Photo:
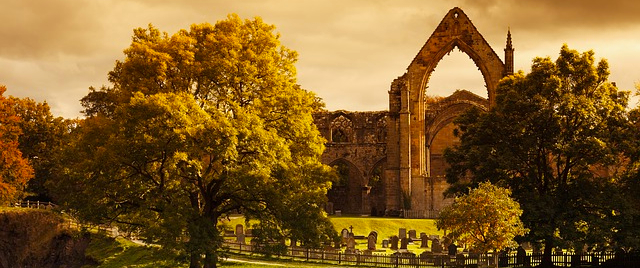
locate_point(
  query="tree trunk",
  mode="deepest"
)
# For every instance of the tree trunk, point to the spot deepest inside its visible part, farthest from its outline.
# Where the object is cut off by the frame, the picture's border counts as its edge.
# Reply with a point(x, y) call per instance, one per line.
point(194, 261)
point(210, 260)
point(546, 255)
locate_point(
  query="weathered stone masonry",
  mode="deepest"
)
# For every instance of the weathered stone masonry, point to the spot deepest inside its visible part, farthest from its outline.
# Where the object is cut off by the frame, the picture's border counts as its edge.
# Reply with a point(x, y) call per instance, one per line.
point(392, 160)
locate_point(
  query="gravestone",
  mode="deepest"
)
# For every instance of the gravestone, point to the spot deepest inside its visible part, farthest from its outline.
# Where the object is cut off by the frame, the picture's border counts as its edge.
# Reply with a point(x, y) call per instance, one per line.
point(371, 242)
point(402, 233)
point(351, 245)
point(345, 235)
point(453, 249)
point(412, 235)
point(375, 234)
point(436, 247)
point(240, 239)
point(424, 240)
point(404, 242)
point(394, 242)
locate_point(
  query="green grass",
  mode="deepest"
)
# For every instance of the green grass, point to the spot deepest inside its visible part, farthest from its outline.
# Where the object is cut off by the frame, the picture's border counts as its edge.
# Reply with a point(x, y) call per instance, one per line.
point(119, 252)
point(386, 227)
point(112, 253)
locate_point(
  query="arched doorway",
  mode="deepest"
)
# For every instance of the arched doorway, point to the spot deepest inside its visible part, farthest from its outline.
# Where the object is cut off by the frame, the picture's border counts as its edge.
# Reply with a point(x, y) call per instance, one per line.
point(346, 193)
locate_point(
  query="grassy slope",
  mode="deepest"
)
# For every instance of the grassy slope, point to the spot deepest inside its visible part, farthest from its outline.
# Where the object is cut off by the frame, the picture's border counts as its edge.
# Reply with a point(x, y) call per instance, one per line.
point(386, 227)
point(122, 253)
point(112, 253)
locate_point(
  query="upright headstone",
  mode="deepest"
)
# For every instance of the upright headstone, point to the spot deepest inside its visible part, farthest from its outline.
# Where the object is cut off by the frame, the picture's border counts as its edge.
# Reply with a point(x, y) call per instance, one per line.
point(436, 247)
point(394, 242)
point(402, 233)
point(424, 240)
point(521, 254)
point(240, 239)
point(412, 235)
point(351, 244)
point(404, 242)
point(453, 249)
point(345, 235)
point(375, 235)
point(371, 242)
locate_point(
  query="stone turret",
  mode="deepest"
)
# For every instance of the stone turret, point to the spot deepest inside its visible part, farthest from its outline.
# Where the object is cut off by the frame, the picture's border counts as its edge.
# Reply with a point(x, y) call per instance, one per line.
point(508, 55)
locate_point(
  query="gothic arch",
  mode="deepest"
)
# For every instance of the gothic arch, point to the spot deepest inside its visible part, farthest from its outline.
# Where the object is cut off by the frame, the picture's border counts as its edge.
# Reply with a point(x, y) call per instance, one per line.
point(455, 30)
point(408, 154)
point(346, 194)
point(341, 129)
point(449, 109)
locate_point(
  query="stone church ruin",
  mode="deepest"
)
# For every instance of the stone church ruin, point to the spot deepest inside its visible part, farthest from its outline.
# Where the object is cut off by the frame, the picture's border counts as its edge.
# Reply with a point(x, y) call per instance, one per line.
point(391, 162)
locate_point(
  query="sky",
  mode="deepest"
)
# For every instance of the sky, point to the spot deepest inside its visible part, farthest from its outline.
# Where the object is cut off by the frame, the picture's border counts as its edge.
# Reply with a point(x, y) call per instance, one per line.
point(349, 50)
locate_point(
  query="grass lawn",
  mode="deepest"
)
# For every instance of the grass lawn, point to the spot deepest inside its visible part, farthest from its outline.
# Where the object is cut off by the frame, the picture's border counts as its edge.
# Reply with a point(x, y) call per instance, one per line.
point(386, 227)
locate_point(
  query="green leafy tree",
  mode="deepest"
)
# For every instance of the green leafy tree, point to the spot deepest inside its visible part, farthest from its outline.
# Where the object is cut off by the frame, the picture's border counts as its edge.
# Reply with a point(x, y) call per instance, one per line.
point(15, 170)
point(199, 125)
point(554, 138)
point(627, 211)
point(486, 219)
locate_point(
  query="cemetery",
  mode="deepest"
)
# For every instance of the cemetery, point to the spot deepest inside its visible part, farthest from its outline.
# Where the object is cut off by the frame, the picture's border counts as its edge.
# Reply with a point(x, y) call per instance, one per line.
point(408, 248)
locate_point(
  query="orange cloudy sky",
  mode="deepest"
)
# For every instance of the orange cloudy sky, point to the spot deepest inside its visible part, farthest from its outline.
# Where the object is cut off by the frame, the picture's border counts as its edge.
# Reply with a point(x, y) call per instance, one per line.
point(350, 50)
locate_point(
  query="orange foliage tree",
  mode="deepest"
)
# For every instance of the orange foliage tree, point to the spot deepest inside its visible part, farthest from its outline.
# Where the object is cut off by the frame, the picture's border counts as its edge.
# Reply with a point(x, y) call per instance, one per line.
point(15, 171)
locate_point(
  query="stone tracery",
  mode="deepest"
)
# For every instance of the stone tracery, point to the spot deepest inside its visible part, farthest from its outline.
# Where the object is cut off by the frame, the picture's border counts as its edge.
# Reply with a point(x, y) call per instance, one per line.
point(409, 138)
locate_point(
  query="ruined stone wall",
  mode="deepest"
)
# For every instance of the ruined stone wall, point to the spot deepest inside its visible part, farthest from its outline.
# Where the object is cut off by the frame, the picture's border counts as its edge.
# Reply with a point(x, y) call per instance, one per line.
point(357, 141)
----
▸ **EXERCISE DIRECTIONS**: From the listing above, pick out every line that contains the string "tracery", with case counting.

▸ **TASK RESPONSE**:
  query="stone tracery",
# For every instance of the stone tracery, point to the spot deepest inside its visible part, farthest from its outline.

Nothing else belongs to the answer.